### RECORDS SHOWN

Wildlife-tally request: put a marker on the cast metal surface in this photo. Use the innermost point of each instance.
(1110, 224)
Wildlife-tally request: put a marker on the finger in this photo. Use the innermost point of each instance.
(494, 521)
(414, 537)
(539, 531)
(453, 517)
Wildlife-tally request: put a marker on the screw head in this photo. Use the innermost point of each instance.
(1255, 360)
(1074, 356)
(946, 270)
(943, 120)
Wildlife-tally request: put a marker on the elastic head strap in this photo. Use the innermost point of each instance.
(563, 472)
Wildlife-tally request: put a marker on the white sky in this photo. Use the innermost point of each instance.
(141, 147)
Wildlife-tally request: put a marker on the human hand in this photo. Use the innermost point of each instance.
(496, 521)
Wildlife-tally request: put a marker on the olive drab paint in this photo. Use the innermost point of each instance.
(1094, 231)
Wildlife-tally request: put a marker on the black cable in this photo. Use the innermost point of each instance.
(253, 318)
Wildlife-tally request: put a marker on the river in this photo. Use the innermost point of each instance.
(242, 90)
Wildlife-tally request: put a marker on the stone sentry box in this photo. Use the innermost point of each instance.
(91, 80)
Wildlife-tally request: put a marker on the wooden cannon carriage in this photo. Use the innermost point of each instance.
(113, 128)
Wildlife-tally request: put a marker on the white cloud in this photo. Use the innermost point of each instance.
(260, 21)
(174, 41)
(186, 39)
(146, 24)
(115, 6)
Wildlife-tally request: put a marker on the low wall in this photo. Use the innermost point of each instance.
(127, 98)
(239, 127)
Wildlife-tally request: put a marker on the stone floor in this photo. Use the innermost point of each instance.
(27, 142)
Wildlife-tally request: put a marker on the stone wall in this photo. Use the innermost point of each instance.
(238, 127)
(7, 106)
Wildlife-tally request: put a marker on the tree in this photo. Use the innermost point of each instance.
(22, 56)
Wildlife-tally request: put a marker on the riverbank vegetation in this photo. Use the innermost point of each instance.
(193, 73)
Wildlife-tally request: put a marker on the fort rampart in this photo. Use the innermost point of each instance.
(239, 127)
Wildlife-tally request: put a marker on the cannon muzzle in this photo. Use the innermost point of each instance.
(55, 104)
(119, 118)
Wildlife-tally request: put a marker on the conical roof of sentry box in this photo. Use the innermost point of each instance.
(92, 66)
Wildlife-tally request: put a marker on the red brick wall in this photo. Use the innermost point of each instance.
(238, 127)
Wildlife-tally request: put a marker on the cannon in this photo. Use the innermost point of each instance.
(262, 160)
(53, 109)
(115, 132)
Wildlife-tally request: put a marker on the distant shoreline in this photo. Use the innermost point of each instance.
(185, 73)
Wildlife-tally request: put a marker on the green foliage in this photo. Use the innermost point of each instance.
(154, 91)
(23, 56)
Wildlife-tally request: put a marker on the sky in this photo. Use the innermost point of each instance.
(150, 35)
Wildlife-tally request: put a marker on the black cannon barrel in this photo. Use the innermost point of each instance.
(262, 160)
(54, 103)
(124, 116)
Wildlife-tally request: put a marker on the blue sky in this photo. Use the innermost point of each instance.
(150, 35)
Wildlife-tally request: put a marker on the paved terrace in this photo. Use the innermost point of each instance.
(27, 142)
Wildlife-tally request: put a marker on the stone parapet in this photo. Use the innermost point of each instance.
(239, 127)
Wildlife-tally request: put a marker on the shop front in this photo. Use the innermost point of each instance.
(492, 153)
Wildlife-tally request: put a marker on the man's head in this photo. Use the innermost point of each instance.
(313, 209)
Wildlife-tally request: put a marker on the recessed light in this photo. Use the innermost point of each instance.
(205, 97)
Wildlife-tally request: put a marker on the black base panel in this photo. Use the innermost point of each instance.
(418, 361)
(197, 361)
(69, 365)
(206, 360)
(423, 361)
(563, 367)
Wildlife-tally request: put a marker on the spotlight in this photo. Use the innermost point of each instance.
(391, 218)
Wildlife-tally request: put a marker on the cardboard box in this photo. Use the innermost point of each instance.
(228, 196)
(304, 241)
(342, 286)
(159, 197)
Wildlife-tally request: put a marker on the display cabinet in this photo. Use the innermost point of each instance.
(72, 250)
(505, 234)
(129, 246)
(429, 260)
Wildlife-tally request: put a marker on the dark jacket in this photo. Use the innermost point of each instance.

### EXERCISE BRIEF
Reproduce every record above exactly as it appears.

### CORRECT OUTPUT
Wildlife-tally request: put a marker on the cast metal surface in this photo. Use the innermost point of each instance.
(1110, 224)
Wildlife-tally request: put a marker on the finger in this photo. Use the innermost point of each instance.
(494, 521)
(414, 537)
(539, 531)
(453, 517)
Wildlife-tally request: put a marker on the screw head in this photo. Use the innermost point of each instance.
(1255, 360)
(1074, 356)
(946, 270)
(943, 120)
Wildlife-tally request: put a marker on the elastic head strap in this photo. Use the innermost point of each instance.
(563, 472)
Wildlife-tally request: put a marker on the white sky in this photo. Use the innermost point of each instance.
(141, 147)
Wildlife-tally request: put a marker on the human hand in this photo. Use the innermost point of each instance.
(496, 521)
Wildlife-tally request: put a marker on the olive drab paint in this photo. Use the innermost point of each instance.
(1094, 231)
Wildlife-tally request: put a marker on the black cable in this photo. Use the innermost point of each instance.
(253, 318)
Wildlife-tally request: put a marker on the river in this photo. Use the innermost point of each instance.
(242, 90)
Wildlife-tally request: put a marker on the stone sentry box in this photo. Use the innermost point of each instance.
(91, 80)
Wildlife-tally request: put a marker on the wooden cannon carriage in this photo. Use the innermost point of each instance.
(113, 128)
Wildlife-tally request: put a marker on the white cloud in this photo. Use the innermost point of each instance.
(260, 21)
(174, 41)
(186, 39)
(146, 24)
(115, 6)
Wildlife-tally request: put a marker on the low wall in this photo. Use the innermost point of each instance.
(127, 98)
(239, 127)
Wildlife-tally request: put a marker on the stone floor in this photo. Use the innermost point of each instance.
(27, 142)
Wildlife-tally request: put a marker on the stone wall in this photo. Use the innermost point of each instance.
(238, 127)
(7, 106)
Wildlife-tally request: put a marker on the tree in this photo. Use the innermost point of each instance.
(22, 56)
Wildlife-tally request: put a marker on the riverbank vegetation in this photo. Use the innermost point of each instance.
(193, 73)
Wildlife-tally request: put a marker on the fort rampart in this photo. Use the innermost point of each instance.
(239, 127)
Wildlife-tally request: put a marker on the cannon muzzle in this photo. Use the innermost point of each instance.
(55, 104)
(119, 118)
Wildlife-tally request: put a marker on the conical roof of sentry box in this photo. Use the innermost point of each instance.
(92, 66)
Wildlife-tally request: put a marker on the red brick wall in this photo. Use the innermost point of each instance.
(238, 127)
Wildlife-tally request: put a marker on the cannon in this photo. Use the innermost point of each instance.
(262, 160)
(53, 109)
(115, 132)
Wildlife-tally request: put a marker on the distant shoreline in this photo. Use the innermost point of each instance.
(185, 73)
Wildlife-tally request: put a marker on the green foliage in this photo. Use the innermost point of each instance.
(154, 91)
(23, 56)
Wildlife-tally request: put a marker on the sky in this photo. Use the innermost point of each instance.
(150, 35)
Wildlife-tally request: put a marker on the black cannon barrel in this photo. Use the innermost point of each instance.
(262, 160)
(54, 103)
(124, 116)
Wildlife-tally request: put a marker on the blue sky in this photo. Use the innermost point of each instance.
(150, 35)
Wildlife-tally request: put a marker on the paved terrace in this photo. Use the innermost point of each instance.
(27, 142)
Wildlife-tally request: put a marker on the stone parapet in this photo. Use the innermost point of each instance.
(239, 127)
Wildlife-tally request: put a marker on the shop front in this photo. Use the innermost point of each instance.
(492, 153)
Wildlife-tally request: put a marker on the man's head in this photo. Use the innermost point of each instance.
(313, 209)
Wildlife-tally request: put a marker on the recessed light in this photo. Use the innermost point of each instance.
(205, 97)
Wildlife-tally request: put a marker on the black base panel in this photo. Use the innermost point of each instance.
(418, 361)
(197, 361)
(69, 365)
(206, 360)
(423, 361)
(563, 367)
Wildlife-tally request: put a marker on the spotlight in this photo. Use the innermost point of each instance.
(391, 218)
Wildlife-tally request: put a marker on the cardboard box in this photo. Use the innermost point of each instance.
(228, 196)
(304, 241)
(342, 286)
(159, 197)
Wildlife-tally request: put a marker on the display cabinet in this photo. Use the innermost point of each instance.
(72, 250)
(505, 234)
(129, 246)
(429, 260)
Wildlife-tally request: put a marker on the dark jacket in this photo. Use the innermost point of each instance.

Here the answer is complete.